> [Assignment]:
Print, exactly as they appear in the listing below, the lines from the line with "Quickstart: pass the photo below" to the line with "surface, one line per instance.", with both end lines kept.

> [Data shown]:
=== Begin Enclosure ===

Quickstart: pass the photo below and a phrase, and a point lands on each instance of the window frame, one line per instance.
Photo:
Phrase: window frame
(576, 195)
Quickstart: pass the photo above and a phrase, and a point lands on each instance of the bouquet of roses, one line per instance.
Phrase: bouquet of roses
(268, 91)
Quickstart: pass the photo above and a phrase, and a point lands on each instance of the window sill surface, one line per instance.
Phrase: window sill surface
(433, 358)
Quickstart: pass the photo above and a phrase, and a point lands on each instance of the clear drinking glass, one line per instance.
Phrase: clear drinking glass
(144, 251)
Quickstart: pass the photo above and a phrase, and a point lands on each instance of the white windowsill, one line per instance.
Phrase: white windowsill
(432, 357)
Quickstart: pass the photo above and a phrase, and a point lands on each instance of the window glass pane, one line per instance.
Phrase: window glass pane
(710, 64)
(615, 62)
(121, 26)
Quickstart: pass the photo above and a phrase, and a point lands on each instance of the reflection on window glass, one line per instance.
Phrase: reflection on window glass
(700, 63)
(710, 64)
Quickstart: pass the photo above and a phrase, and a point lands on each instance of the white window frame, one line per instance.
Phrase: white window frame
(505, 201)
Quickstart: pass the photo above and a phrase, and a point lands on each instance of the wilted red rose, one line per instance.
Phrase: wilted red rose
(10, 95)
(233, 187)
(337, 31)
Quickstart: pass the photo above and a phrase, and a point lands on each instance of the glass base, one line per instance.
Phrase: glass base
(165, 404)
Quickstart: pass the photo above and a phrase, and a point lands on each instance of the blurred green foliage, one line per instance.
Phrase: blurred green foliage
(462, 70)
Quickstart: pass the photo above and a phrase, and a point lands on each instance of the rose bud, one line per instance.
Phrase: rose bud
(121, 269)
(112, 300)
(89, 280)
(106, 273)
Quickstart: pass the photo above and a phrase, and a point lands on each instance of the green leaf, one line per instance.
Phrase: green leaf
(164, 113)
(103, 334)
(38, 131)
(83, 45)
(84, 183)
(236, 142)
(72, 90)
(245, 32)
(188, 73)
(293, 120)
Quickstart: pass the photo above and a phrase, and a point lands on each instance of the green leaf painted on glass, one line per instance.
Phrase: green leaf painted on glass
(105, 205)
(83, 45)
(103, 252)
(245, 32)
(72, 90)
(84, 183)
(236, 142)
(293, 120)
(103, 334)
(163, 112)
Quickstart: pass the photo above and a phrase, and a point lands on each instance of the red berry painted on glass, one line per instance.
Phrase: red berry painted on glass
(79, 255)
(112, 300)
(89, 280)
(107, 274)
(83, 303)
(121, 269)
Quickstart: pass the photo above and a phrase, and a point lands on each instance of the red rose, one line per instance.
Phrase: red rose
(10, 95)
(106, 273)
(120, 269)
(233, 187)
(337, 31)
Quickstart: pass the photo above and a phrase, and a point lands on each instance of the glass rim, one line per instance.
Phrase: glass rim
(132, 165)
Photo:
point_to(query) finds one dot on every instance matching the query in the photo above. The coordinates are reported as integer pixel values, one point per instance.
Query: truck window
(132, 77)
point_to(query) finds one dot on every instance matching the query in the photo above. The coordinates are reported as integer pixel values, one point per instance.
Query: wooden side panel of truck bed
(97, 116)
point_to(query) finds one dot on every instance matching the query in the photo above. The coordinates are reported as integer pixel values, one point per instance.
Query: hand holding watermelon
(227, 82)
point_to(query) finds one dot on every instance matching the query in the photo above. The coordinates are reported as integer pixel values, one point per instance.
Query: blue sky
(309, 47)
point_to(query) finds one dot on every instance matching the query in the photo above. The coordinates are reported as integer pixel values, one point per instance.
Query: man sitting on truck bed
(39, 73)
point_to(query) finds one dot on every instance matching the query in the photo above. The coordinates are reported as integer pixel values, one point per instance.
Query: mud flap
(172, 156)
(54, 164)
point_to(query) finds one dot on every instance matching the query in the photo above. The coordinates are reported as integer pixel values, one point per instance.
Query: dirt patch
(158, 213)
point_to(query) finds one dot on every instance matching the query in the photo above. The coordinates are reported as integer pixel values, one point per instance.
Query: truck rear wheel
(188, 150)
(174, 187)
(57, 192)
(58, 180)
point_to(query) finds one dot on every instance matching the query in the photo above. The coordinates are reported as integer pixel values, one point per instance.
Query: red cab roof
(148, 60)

=== End Enclosure ===
=== Begin Enclosure ===

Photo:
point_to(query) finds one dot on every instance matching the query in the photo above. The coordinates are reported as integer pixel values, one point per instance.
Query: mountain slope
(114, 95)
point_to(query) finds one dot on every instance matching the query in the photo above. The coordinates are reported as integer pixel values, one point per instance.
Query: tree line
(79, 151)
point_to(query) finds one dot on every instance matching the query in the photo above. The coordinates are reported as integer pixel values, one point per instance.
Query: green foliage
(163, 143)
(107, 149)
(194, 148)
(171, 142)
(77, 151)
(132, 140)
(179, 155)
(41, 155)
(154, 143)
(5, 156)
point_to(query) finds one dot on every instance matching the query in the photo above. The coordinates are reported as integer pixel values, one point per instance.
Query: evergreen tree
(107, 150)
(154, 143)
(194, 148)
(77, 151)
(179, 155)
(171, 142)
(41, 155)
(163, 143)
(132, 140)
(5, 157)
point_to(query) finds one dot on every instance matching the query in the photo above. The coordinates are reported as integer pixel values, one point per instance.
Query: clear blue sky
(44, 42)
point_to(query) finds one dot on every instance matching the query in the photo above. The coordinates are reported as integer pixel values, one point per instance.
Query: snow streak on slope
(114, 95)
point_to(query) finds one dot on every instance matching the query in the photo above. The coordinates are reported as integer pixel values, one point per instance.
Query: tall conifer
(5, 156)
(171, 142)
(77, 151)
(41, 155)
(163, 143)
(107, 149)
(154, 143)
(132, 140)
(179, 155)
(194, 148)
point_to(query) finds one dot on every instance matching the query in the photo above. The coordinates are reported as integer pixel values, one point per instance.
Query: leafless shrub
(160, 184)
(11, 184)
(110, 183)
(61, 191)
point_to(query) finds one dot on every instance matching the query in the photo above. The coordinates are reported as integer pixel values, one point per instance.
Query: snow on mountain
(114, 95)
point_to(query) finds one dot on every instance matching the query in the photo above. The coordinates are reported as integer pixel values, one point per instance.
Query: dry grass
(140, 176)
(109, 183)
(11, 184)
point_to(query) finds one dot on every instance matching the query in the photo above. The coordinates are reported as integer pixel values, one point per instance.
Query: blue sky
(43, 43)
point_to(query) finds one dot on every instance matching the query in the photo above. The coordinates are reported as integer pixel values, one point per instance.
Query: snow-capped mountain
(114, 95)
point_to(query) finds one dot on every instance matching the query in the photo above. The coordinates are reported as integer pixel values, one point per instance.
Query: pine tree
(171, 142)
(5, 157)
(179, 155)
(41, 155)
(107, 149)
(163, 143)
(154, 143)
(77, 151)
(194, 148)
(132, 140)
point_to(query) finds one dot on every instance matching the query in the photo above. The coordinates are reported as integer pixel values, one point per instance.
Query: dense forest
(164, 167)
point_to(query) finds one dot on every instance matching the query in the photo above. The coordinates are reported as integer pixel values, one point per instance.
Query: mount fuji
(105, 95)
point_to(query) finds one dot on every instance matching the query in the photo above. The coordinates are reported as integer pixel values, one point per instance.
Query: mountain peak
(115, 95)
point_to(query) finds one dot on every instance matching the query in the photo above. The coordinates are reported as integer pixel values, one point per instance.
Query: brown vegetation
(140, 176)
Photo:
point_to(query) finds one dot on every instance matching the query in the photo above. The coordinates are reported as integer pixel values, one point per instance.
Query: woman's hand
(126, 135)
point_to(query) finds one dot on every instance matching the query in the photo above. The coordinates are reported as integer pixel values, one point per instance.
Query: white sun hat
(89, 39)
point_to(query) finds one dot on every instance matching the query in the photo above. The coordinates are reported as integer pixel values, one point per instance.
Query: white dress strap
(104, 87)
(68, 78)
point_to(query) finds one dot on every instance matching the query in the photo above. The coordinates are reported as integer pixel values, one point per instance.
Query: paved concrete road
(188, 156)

=== End Enclosure ===

> [Answer area]:
Quickstart: pass the photo below and a phrase, and a point lands on each instance of the window frame, one line per instance.
Photo:
Phrase: window frame
(576, 195)
Quickstart: pass the photo above and a phrase, and a point lands on each instance of the bouquet of roses, one line per instance.
Phrase: bouquet of roses
(268, 91)
Quickstart: pass the photo above and a phrase, and a point lands on each instance of the window sill surface, one line per instance.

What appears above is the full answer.